Pointing entries for labeled objects
......

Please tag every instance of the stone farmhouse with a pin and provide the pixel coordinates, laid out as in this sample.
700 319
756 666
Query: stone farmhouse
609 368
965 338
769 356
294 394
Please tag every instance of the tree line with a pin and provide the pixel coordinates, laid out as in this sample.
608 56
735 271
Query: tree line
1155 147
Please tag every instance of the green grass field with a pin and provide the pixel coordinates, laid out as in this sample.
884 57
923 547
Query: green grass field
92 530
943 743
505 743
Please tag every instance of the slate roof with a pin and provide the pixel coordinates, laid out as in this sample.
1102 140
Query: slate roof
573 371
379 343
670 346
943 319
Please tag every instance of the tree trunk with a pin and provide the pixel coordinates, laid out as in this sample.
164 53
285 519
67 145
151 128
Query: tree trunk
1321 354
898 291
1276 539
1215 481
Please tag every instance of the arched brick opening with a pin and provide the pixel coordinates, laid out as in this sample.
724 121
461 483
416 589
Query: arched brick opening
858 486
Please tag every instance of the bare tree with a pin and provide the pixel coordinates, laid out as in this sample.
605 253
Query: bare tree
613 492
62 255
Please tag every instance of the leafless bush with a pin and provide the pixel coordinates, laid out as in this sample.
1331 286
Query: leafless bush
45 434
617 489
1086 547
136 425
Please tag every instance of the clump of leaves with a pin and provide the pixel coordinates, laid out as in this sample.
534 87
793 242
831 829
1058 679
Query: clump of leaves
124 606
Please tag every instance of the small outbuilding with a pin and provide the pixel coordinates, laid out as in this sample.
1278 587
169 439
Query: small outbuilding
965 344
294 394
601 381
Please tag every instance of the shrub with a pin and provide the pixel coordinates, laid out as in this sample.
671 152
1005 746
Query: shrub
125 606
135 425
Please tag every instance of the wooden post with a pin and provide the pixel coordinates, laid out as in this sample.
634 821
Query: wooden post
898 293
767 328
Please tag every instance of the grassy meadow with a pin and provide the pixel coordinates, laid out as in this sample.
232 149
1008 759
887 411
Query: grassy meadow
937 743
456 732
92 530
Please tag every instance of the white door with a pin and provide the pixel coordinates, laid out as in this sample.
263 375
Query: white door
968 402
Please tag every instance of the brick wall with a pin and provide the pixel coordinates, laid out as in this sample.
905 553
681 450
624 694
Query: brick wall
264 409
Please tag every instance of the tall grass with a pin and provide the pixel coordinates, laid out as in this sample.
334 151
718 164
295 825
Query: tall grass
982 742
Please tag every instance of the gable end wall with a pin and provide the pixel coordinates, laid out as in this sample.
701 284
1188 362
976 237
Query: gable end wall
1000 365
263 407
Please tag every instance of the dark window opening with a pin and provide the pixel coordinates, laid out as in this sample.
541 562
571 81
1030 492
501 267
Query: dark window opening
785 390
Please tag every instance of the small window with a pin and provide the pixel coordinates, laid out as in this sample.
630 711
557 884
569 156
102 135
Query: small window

......

YOUR INSTRUCTIONS
Can you copy out every one of the lines above, character for character?

COMPLETE RESPONSE
Please tag every instance of the stone farmhouse with a pin and provide the pixel coordinates, laid out as in this sample.
700 319
756 666
Query: stone farmhouse
609 368
965 338
769 356
294 394
Please tag every instance of the tree line with a pin and provide the pixel coordinates, laid out as in this sample.
608 56
735 271
Query: tree line
1155 147
Please tag every instance of the green grass field with a pin and provide the pixel coordinates, laid out as in this sample.
884 57
923 547
Query: green grass field
92 530
943 743
505 743
Please tag every instance of the slate roof with a pin and provide the pixel coordinates, laid out as in this sample.
1102 140
Query: slate roof
573 371
379 343
670 346
943 319
Please tag every instance of the tree trunk with a pin and provide the pixel coordinates, laid out as in this sample.
164 53
285 519
67 145
151 128
Query: tree trunk
1321 354
898 291
1276 539
1215 481
Please tag every instance of the arched brick opening with a pin and provide the pixel coordinates, laid out as in this sample.
724 121
461 483
416 589
Query: arched brick opening
858 486
Please tag every instance of the bare tree with a pin and provide the pixel coordinates, laid out as in this sample.
605 253
Query: bare tree
613 492
62 255
Please tag every instance of the leafless bush with a pin and provide the pixel coordinates, laid out as in this sample.
1331 286
Query: leafless bush
45 434
617 489
1086 547
136 425
Please tag every instance of the clump of leaves with a pin and provide the pixel coordinates, laid out as in this sample.
534 87
793 242
831 829
1058 679
Query: clump of leaves
124 606
Please tag every instance of the small outbuilding with a pin and provide the pixel coordinates, laid out as in this sample.
1278 587
169 439
Query: small outbuilding
965 344
294 394
601 381
Please tag every instance of the shrub with a pin and provide the pixel coordinates, laid out as in this sample.
671 152
1005 746
Query: shrub
125 606
135 425
Please tag every instance of the wooden post with a pin and provide the pixel coordinates, laid out as in this sample.
634 821
Query: wooden post
898 293
767 328
Please tag every instance of the grassy meadow with a pin and provide the pixel coordinates, laid out as in this sample.
232 149
1008 759
887 411
Query: grassy meadow
937 743
456 732
92 530
Please tag every instance of the white door with a pin and provide the pixel coordinates, laid out as in this sample.
263 375
Query: white door
968 402
Please tag every instance of the brick wall with a pin and provide the pixel coordinates, laid out as in this sample.
905 553
681 450
624 694
Query: brick wall
264 409
Please tag every instance of the tall grass with a pin and provide the pixel coordinates, laid out as in this sample.
334 151
718 164
295 825
Query: tall grass
982 742
Please tag every instance of the gable end wall with a pin and provide the pixel coordinates, laid out as in this sample.
701 284
1188 362
976 237
Query: gable end wall
1000 365
263 407
Please tag every instance of the dark window opening with a pin and provide the pixel coordinates, laid out as in this sample.
541 562
571 81
1030 492
501 267
Query: dark window opening
785 390
Please tag every instance of the small window with a pin and provide the pixel coordinates, laid out as in this sample.
630 711
557 884
569 156
102 135
Query: small window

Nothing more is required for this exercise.